■ Required task: Pull out every line of the listing below that contains the word "shirt". Case counts.

■ Information shown:
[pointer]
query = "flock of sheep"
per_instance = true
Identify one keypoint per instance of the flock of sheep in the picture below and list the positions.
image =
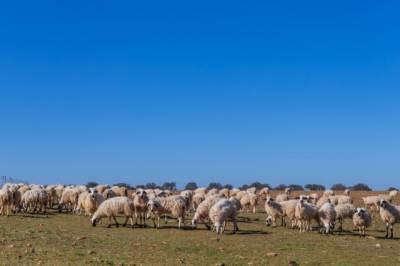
(214, 208)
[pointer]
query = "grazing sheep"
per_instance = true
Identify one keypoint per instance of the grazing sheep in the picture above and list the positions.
(327, 216)
(203, 210)
(249, 201)
(273, 210)
(362, 219)
(69, 199)
(5, 201)
(220, 212)
(89, 201)
(264, 193)
(390, 214)
(140, 206)
(305, 213)
(197, 199)
(174, 205)
(284, 197)
(344, 211)
(111, 208)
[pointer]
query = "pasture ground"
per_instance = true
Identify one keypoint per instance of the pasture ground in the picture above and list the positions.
(65, 239)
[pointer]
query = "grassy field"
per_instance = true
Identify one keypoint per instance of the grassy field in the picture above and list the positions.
(65, 239)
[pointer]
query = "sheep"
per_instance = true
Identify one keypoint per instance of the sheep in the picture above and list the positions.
(249, 201)
(284, 197)
(187, 195)
(202, 211)
(344, 211)
(120, 191)
(264, 193)
(69, 199)
(175, 205)
(327, 216)
(111, 208)
(5, 201)
(304, 213)
(197, 199)
(289, 210)
(34, 200)
(89, 201)
(390, 214)
(220, 212)
(236, 203)
(140, 206)
(362, 219)
(273, 210)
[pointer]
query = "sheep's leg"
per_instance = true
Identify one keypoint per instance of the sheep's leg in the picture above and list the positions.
(387, 230)
(391, 231)
(116, 222)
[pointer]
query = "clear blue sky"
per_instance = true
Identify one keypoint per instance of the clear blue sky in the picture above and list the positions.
(228, 91)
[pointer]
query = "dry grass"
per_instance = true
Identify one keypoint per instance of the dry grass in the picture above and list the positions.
(64, 239)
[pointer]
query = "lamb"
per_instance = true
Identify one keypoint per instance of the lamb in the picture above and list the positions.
(249, 201)
(344, 211)
(327, 216)
(220, 212)
(89, 201)
(390, 214)
(202, 211)
(362, 219)
(140, 206)
(111, 208)
(175, 205)
(304, 213)
(273, 210)
(284, 197)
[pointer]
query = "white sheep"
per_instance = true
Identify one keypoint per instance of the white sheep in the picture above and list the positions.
(327, 216)
(111, 208)
(89, 201)
(174, 205)
(362, 219)
(344, 211)
(305, 212)
(220, 212)
(140, 201)
(390, 214)
(203, 210)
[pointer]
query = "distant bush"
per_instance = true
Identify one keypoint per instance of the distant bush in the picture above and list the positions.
(295, 187)
(338, 187)
(91, 184)
(280, 187)
(191, 186)
(314, 187)
(214, 185)
(361, 186)
(228, 186)
(169, 185)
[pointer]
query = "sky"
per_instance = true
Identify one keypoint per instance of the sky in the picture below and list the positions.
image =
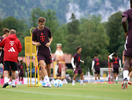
(105, 9)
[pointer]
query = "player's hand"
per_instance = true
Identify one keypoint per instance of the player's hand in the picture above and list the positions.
(82, 61)
(123, 62)
(38, 44)
(47, 44)
(126, 34)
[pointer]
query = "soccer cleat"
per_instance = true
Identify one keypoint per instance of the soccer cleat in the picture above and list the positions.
(82, 84)
(73, 83)
(130, 83)
(46, 84)
(124, 84)
(116, 81)
(13, 86)
(5, 85)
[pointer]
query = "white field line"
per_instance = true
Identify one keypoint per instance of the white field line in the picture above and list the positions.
(67, 95)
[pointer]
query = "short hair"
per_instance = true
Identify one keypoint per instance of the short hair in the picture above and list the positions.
(6, 30)
(114, 55)
(12, 31)
(95, 55)
(41, 19)
(78, 48)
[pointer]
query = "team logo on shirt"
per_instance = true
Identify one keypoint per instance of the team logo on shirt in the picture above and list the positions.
(11, 50)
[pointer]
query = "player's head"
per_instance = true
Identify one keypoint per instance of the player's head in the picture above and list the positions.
(114, 55)
(79, 49)
(21, 61)
(95, 55)
(6, 31)
(131, 4)
(12, 31)
(41, 22)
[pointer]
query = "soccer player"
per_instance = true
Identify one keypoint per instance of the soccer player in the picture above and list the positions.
(127, 17)
(116, 63)
(42, 38)
(75, 61)
(12, 46)
(5, 34)
(21, 71)
(96, 66)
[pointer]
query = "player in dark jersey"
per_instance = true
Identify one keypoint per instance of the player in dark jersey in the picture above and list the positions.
(5, 34)
(42, 38)
(76, 59)
(116, 63)
(96, 66)
(127, 17)
(21, 71)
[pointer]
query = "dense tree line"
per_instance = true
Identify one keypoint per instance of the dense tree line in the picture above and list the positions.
(94, 36)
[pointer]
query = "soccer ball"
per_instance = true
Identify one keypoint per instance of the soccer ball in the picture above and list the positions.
(56, 83)
(60, 83)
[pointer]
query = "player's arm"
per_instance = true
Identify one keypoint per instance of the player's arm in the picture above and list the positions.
(93, 62)
(124, 24)
(50, 41)
(72, 62)
(120, 63)
(110, 56)
(81, 61)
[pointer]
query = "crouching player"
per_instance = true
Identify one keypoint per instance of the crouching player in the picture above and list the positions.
(76, 59)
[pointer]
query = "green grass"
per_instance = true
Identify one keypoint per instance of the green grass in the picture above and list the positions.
(90, 91)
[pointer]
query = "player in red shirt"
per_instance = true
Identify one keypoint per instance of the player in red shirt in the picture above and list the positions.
(12, 47)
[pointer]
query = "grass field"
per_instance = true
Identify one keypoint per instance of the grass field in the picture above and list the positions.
(90, 91)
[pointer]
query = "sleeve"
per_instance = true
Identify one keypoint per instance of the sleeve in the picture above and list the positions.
(72, 62)
(2, 43)
(34, 36)
(19, 46)
(93, 62)
(125, 14)
(49, 35)
(120, 63)
(110, 56)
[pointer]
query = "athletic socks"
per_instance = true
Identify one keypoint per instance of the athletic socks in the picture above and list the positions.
(73, 81)
(46, 79)
(81, 81)
(6, 79)
(116, 78)
(13, 82)
(125, 74)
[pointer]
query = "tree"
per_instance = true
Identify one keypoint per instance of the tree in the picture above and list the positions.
(115, 32)
(21, 29)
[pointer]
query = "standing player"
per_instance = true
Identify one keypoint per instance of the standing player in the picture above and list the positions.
(5, 34)
(116, 63)
(127, 16)
(76, 59)
(12, 46)
(42, 38)
(96, 66)
(21, 71)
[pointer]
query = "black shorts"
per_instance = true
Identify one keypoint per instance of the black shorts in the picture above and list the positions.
(97, 71)
(10, 63)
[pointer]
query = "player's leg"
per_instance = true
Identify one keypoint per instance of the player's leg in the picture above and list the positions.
(14, 69)
(74, 78)
(48, 69)
(95, 77)
(6, 74)
(98, 77)
(44, 72)
(126, 72)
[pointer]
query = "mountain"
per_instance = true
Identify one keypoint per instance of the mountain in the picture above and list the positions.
(21, 9)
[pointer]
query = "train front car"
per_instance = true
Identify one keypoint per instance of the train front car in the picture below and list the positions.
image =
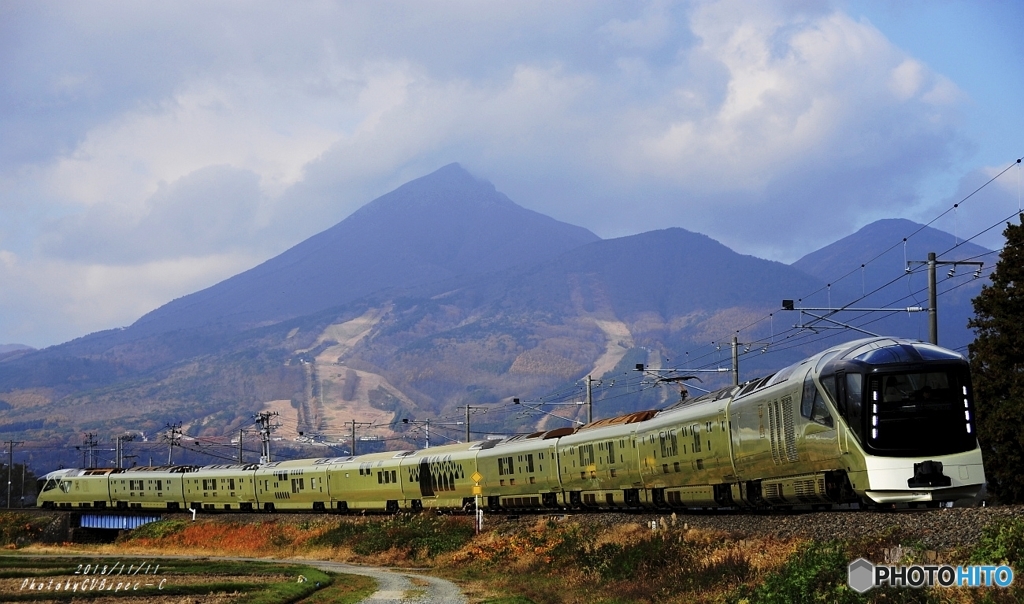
(908, 407)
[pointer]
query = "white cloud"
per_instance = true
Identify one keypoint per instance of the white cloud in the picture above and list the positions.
(189, 137)
(49, 301)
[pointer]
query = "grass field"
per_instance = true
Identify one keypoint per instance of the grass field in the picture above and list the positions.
(531, 561)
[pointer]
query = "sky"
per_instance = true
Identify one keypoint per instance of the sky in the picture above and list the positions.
(150, 149)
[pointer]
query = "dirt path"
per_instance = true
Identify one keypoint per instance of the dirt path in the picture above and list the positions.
(395, 586)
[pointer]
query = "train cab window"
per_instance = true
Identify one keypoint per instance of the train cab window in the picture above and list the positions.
(812, 405)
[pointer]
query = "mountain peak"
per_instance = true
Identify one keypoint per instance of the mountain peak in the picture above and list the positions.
(441, 225)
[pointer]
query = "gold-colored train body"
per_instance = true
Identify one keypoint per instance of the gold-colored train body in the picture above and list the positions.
(880, 421)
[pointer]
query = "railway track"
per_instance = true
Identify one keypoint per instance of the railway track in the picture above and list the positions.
(942, 528)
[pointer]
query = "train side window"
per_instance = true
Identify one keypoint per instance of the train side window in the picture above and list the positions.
(812, 405)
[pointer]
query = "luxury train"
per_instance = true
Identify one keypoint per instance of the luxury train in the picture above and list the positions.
(877, 422)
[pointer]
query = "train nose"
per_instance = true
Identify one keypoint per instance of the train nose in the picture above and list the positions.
(928, 474)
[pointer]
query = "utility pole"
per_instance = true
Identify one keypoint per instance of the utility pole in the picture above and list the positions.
(354, 424)
(590, 399)
(468, 407)
(10, 467)
(735, 360)
(120, 447)
(264, 428)
(933, 310)
(172, 440)
(241, 434)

■ Answer:
query = "team logo on shirt"
Identify one keypoint per instance of the team logo on shirt in the picture above and list the positions.
query = "player in red shirt"
Identify one keypoint per instance of the player in red shirt in the picture above and list the positions.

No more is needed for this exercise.